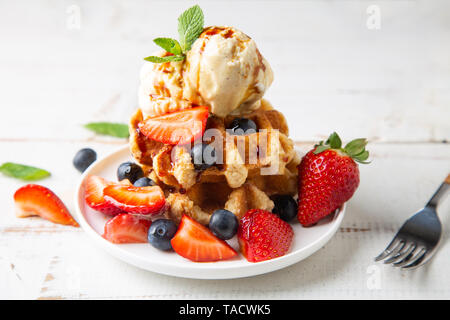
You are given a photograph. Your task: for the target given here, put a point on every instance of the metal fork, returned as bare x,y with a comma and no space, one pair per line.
418,238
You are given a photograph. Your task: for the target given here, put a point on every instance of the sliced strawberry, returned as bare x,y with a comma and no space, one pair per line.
33,199
126,228
94,196
178,127
137,200
262,235
197,243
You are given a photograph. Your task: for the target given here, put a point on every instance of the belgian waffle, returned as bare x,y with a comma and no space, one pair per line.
254,167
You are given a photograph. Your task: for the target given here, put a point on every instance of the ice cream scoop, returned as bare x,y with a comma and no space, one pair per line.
223,70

* * * * * * * * *

In this exercise, set down all of the data exactly, without the pictures.

You are given a photograph. Your task: for the target given here, put a point on every instance of the metal fork, returned as bare x,y with a comma and no space, one pair per line.
418,238
You are given a photograph. Your task: for the target given here, put a point on every instance of the sliced strawberry, returned as bare x,y with a comma and no space, one pair per line.
33,199
126,228
94,196
178,127
137,200
262,235
197,243
You are given a photograph. Your task: for the target given here, put a point on every instance of the belgian waffle, returned as bare x,y with a comma and no space, one pair per line.
254,167
You are given a photograph. Your task: for the target given here, put a point on every instance of the ice cream scoop, returned as bare x,y with a comma and no space, one pair per line.
223,70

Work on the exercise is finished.